# What you will do
Below are some records; find each line that carries the word "black" and copy it.
:: Data to process ::
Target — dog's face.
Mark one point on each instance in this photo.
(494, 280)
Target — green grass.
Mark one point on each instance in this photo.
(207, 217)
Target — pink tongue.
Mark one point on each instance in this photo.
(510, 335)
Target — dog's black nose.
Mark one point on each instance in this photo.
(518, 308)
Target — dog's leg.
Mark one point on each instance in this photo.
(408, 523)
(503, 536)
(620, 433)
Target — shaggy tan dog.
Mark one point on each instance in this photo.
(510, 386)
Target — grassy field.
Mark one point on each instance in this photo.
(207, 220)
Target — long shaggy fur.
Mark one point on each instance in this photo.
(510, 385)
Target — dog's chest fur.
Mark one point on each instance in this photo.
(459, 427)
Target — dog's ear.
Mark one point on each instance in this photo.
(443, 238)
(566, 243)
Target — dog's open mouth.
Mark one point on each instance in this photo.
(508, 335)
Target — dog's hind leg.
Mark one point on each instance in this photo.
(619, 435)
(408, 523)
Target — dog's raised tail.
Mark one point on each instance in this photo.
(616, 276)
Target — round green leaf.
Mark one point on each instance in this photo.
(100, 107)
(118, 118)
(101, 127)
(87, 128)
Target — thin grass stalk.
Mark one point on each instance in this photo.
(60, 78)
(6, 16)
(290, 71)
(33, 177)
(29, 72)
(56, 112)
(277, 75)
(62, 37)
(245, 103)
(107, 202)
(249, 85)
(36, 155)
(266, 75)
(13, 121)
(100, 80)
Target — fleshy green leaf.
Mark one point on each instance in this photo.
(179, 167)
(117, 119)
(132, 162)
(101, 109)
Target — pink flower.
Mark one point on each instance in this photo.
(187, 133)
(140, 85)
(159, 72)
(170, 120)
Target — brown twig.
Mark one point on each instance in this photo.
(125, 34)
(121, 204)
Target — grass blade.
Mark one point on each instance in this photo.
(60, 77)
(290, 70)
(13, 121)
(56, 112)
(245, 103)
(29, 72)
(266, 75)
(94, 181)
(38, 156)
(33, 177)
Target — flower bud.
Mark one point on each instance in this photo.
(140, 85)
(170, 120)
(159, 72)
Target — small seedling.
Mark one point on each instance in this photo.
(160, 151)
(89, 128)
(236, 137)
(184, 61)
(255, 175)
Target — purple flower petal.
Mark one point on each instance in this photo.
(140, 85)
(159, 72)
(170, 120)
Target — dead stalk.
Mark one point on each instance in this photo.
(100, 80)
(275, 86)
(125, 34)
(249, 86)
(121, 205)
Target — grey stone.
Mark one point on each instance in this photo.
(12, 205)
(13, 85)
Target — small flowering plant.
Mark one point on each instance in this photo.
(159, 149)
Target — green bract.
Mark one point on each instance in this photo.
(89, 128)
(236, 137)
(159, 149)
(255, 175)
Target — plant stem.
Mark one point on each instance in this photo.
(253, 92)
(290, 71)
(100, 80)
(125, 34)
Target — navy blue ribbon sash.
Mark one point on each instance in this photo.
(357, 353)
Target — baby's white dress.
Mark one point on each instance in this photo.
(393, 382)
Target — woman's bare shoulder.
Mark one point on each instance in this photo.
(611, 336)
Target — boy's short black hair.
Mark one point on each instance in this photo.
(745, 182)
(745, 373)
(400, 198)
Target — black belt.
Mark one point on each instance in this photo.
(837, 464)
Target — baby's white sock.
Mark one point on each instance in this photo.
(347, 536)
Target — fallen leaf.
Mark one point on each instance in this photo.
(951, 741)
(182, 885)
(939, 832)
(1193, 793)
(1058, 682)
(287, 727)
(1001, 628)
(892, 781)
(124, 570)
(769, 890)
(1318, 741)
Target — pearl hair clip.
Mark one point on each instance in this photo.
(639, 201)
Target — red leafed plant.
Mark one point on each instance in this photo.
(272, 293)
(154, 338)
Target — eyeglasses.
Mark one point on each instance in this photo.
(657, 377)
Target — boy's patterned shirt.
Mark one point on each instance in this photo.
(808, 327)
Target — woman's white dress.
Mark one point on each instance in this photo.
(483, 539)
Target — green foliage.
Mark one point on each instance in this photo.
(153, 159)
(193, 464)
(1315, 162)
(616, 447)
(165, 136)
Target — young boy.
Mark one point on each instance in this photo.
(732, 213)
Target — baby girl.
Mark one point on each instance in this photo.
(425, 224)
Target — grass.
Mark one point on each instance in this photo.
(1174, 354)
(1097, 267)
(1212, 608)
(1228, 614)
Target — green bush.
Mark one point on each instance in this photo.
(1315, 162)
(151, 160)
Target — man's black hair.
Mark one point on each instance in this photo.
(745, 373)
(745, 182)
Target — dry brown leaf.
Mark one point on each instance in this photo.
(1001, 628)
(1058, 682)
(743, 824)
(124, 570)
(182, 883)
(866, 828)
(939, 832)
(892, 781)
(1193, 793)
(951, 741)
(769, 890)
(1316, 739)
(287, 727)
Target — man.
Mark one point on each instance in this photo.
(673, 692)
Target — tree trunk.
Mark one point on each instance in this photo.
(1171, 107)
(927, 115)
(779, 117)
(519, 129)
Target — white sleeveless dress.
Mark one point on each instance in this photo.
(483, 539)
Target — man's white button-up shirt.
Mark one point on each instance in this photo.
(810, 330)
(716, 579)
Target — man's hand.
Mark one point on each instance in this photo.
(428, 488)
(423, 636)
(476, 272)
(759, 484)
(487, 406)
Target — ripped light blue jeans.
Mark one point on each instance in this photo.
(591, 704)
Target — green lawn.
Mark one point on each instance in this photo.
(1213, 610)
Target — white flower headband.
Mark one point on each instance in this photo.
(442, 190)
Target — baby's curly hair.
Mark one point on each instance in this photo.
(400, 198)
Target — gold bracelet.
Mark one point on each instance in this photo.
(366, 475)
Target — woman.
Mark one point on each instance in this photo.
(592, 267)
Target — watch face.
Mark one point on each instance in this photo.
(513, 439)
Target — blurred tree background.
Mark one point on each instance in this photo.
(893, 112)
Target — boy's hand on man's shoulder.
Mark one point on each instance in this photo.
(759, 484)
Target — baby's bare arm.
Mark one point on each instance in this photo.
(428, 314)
:::
# Result for this task
Target — dog's black nose.
Target — boy's short black hair.
Target — black belt.
Target — man's black hair.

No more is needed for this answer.